Strep Throat

Having a sore throat could be the indicator of several different illnesses and conditions, including a simple cold virus, postnasal drip, acid reflux or a mono infection.  However, a painful sore throat paired with a fever over 100.4 degrees is likely strep throat, a common bacterial infection caused by the bacteria Streptococcus.  Enlarged cervical lymph nodes are also a tell-tale sign of strep, and these symptoms are possible as well:

  • Headache
  • Lower stomach pain
  • Fever
  • Nausea, loss of appetite
  • Rash

Most common in late fall and early spring, strep throat is a contagious illness that is passed from person to person via respiratory secretions (nose and mouth).  If left untreated, strep can be contagious in about 50 percent of patients for as long as a month.  However, if treated with antibiotics, most strep patients are only contagious for about 48 hours. 

It is important to see your doctor if you suspect you are exhibiting the symptoms of strep throat.  He or she will perform a rapid strep test, which will identify group A strep.  If the rapid strep test is negative, your doctor will perform a throat culture to see if the illness is being caused by another type of strep bacteria.  Antibiotics will most likely be prescribed by your doctor if either test result is positive.

» Stored dataset items:
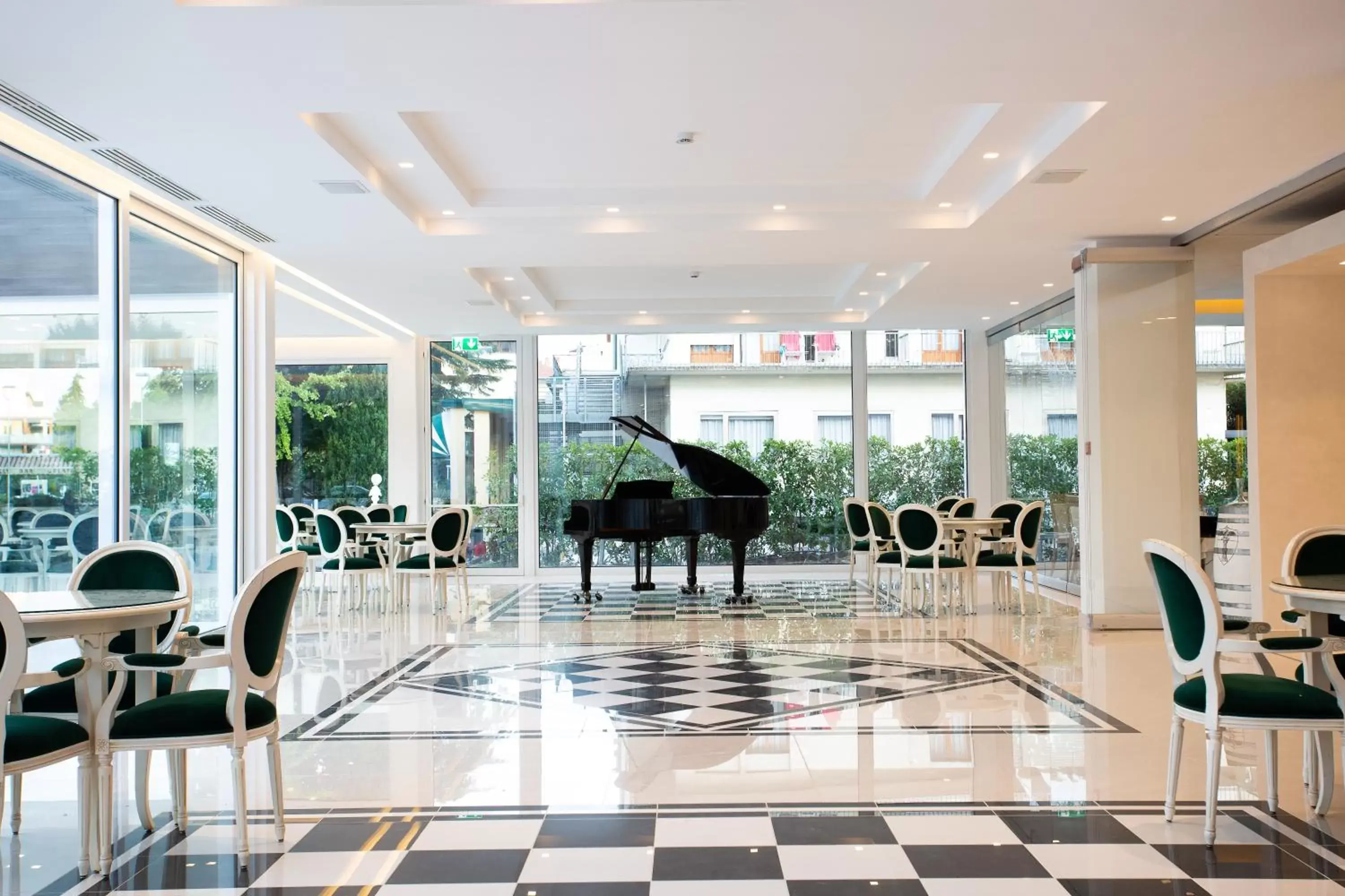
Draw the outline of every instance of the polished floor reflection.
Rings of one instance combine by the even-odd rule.
[[[1201,845],[1200,737],[1180,787],[1192,814],[1162,821],[1161,633],[1083,631],[1064,598],[1041,618],[516,613],[551,587],[477,576],[448,614],[422,594],[386,617],[301,602],[280,689],[284,844],[258,807],[258,856],[235,869],[226,751],[192,755],[186,836],[139,829],[118,760],[117,868],[78,881],[74,775],[55,767],[26,776],[4,892],[1219,896],[1345,880],[1341,822],[1302,821],[1293,736],[1278,815],[1258,802],[1260,736],[1232,732],[1219,846]],[[827,582],[812,603],[847,591]],[[260,754],[249,774],[266,793]],[[151,793],[167,810],[161,758]]]

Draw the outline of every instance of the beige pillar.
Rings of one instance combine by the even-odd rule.
[[[1141,541],[1200,549],[1190,250],[1085,250],[1075,304],[1084,619],[1158,627]]]

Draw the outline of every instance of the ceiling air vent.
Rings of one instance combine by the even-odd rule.
[[[191,192],[190,189],[187,189],[186,187],[174,180],[168,180],[157,171],[147,165],[145,163],[140,161],[133,156],[128,156],[120,149],[113,149],[110,146],[98,146],[93,150],[93,154],[101,156],[108,161],[110,161],[113,165],[129,171],[140,180],[145,181],[151,187],[161,189],[174,199],[180,199],[184,203],[200,201],[200,196],[198,196],[196,193]]]
[[[319,180],[317,185],[336,196],[358,196],[369,192],[369,187],[358,180]]]
[[[219,208],[217,206],[196,206],[196,211],[199,211],[202,215],[206,215],[207,218],[214,218],[215,220],[218,220],[221,224],[223,224],[229,230],[233,230],[234,232],[242,234],[243,236],[246,236],[247,239],[253,240],[254,243],[274,243],[276,242],[273,238],[270,238],[266,234],[261,232],[260,230],[257,230],[252,224],[245,224],[243,222],[238,220],[237,218],[234,218],[233,215],[230,215],[229,212],[226,212],[223,208]]]
[[[1054,168],[1044,171],[1032,179],[1034,184],[1072,184],[1084,173],[1084,168]]]
[[[52,111],[51,106],[38,102],[28,94],[22,90],[15,90],[3,81],[0,81],[0,102],[16,111],[23,113],[28,118],[32,118],[39,125],[55,130],[67,140],[74,140],[81,144],[91,144],[98,140],[75,122],[58,116]]]

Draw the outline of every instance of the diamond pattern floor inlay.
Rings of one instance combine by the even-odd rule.
[[[289,739],[542,735],[578,717],[621,733],[1128,732],[971,639],[428,647]],[[491,660],[499,657],[495,661]],[[942,713],[942,700],[966,711]]]

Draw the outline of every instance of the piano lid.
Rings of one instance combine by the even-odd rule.
[[[656,458],[681,470],[691,484],[716,497],[749,497],[771,494],[769,486],[722,454],[699,445],[674,442],[648,420],[635,414],[613,416],[612,422],[639,439]]]

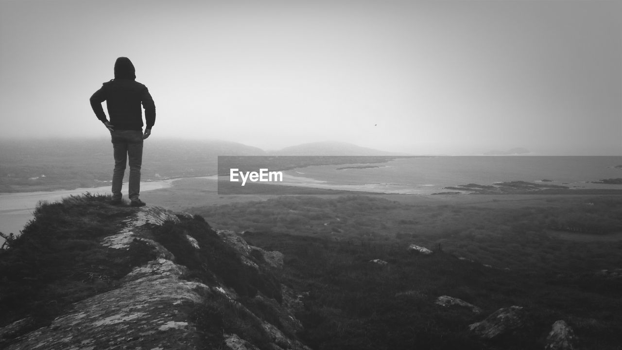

» WHAT THIS EXERCISE ASKS:
A. Answer these questions from the strep throat text:
(i) A painful sore throat paired with a fever above what temperature is likely strep throat?
(ii) For about how long are most strep patients contagious when they are treated with antibiotics?
(iii) What test does the doctor perform if the rapid strep test is negative?
B. Duplicate the passage of the strep throat text between "Most common in" and "about 48 hours.", inclusive.

» TASK RESPONSES:
A.
(i) 100.4 degrees
(ii) About 48 hours
(iii) A throat culture

B.
Most common in late fall and early spring, strep throat is a contagious illness that is passed from person to person via respiratory secretions (nose and mouth).  If left untreated, strep can be contagious in about 50 percent of patients for as long as a month.  However, if treated with antibiotics, most strep patients are only contagious for about 48 hours.